#### [Dataset entries]
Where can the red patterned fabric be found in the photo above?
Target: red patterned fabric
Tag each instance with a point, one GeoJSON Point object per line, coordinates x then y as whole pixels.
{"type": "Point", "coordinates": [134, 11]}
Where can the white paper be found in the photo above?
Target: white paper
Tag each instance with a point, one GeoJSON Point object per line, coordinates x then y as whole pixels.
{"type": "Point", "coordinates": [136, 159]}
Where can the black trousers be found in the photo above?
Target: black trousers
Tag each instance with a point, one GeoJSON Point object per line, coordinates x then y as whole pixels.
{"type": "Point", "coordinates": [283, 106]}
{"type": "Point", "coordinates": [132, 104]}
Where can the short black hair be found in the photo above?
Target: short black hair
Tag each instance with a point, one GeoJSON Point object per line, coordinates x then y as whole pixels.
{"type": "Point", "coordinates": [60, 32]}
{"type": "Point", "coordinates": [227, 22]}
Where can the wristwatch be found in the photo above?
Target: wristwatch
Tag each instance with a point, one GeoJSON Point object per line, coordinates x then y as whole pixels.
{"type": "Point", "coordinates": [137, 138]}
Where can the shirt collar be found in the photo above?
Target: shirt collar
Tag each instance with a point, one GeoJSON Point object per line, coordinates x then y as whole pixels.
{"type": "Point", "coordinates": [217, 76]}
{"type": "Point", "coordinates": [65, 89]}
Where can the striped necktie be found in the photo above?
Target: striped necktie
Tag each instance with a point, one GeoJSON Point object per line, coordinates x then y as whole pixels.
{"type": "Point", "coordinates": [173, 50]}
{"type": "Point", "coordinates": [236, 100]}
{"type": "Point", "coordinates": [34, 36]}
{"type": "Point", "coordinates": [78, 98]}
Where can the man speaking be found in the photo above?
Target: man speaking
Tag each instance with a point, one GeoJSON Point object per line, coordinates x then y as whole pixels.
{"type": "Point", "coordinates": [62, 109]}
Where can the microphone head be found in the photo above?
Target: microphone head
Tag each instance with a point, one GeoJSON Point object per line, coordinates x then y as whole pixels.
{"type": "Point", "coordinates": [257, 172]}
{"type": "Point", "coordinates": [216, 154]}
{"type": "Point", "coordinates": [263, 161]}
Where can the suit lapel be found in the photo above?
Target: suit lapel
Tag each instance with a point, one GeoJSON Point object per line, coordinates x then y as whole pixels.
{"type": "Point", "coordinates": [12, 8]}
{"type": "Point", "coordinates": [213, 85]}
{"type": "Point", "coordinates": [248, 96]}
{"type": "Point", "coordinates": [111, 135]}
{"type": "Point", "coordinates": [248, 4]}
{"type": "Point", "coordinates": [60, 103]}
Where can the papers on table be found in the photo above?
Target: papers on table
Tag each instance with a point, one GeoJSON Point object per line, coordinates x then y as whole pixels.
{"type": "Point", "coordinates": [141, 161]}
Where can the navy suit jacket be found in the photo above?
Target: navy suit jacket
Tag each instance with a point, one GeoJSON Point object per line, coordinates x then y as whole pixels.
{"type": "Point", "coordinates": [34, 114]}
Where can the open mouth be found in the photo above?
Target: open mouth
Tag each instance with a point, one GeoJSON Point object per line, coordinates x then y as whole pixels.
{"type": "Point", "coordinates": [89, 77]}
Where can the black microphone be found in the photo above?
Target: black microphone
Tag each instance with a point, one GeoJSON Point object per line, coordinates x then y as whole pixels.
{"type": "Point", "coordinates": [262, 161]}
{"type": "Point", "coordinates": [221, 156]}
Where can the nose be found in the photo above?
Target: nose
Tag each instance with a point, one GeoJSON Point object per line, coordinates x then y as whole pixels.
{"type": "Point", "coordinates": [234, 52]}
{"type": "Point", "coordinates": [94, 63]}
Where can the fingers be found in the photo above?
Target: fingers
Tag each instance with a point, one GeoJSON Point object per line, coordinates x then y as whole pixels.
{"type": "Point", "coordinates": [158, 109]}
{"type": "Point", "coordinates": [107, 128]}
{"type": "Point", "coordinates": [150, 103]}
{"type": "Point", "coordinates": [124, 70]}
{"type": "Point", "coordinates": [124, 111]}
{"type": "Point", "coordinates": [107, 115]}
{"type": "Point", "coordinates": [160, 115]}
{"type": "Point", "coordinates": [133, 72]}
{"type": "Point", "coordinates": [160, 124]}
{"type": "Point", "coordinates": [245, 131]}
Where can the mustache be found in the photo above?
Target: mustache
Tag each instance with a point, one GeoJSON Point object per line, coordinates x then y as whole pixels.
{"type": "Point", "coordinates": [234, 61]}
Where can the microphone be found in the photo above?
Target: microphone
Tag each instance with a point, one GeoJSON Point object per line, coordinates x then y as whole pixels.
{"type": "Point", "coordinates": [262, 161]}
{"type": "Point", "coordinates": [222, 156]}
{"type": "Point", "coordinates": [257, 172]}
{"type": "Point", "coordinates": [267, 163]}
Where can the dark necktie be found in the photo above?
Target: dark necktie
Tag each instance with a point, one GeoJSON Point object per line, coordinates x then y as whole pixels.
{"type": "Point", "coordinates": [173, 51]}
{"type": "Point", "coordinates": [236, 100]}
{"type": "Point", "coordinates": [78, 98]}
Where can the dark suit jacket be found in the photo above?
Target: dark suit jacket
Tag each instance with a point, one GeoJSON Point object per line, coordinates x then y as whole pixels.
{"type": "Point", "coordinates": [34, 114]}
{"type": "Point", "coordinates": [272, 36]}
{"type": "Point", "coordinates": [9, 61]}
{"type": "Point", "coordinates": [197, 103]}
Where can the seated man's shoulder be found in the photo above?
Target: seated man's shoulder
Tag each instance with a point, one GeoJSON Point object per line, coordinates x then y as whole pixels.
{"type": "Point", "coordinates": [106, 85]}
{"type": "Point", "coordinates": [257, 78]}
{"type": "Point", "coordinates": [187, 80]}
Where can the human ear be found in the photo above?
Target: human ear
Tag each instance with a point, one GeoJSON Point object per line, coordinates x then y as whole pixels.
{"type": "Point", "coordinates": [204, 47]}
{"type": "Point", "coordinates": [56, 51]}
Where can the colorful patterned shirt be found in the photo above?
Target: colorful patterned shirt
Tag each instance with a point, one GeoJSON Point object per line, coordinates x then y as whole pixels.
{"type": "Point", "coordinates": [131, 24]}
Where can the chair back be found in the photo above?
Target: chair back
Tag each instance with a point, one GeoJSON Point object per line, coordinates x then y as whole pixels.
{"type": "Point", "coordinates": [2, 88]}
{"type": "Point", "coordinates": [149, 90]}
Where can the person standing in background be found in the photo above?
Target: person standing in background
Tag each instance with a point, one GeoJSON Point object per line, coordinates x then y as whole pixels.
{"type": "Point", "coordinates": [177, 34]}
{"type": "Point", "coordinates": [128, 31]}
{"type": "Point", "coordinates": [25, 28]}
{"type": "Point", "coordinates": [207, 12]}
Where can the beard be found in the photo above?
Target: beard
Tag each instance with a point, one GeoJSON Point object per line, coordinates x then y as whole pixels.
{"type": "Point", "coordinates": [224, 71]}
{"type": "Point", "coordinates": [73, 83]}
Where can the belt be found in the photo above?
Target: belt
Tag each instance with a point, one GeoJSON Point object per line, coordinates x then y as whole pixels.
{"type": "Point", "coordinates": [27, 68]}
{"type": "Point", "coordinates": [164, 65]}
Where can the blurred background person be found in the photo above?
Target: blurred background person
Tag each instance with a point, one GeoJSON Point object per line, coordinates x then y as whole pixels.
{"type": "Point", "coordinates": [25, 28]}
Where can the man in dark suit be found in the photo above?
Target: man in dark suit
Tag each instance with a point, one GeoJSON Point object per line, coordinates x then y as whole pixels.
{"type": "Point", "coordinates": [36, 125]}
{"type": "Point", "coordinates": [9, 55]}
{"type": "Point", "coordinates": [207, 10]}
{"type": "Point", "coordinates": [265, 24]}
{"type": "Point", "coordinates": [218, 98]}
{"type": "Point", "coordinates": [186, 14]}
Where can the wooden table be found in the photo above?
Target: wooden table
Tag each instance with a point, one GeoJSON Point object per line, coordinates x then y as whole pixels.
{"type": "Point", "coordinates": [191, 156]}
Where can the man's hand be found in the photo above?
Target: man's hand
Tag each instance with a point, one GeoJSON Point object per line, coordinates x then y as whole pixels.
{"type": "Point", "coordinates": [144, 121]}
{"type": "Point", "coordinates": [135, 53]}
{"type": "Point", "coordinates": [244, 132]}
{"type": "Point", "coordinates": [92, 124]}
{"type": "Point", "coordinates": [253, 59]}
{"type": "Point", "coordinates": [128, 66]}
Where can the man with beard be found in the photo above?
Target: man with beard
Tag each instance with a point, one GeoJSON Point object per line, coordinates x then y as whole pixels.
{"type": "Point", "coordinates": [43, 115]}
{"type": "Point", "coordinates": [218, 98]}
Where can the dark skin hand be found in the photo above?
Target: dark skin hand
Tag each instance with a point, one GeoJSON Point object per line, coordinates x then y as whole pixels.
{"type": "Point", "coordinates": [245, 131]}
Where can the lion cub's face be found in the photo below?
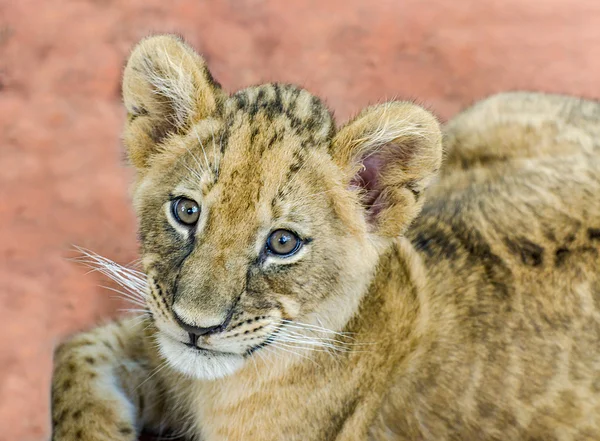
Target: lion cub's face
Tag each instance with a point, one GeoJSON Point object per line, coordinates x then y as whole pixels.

#### [Work item]
Would you set down, word for word, the lines from the opening of the entries above through the line with "Target: shirt collar", both included, and no others?

#### [Task solution]
Where can the red patterned fabric be found in the photo above?
Target: red patterned fabric
Tag each instance with a point, one GeoJSON Point object per line, coordinates x then y as whole pixels.
{"type": "Point", "coordinates": [134, 11]}
Where can the white paper be found in the photo above?
Target: white paper
Tag each instance with a point, one GeoJSON Point object per line, coordinates x then y as whole pixels.
{"type": "Point", "coordinates": [136, 159]}
Where can the black trousers be found in the photo above?
Target: black trousers
Tag each instance with a point, one GeoJSON Point object per line, coordinates x then y as whole pixels.
{"type": "Point", "coordinates": [283, 106]}
{"type": "Point", "coordinates": [132, 104]}
Where can the short black hair be found in the photo above?
Target: short black hair
Tag each instance with a point, one GeoJSON Point object per line, coordinates x then y as whole pixels.
{"type": "Point", "coordinates": [60, 32]}
{"type": "Point", "coordinates": [227, 22]}
Where can the wristwatch be found in the photo above?
Target: wristwatch
Tag each instance with a point, one GeoJSON Point object per line, coordinates x then y as whole pixels.
{"type": "Point", "coordinates": [137, 138]}
Where can the shirt collar be found in the photo above?
Target: shirt collar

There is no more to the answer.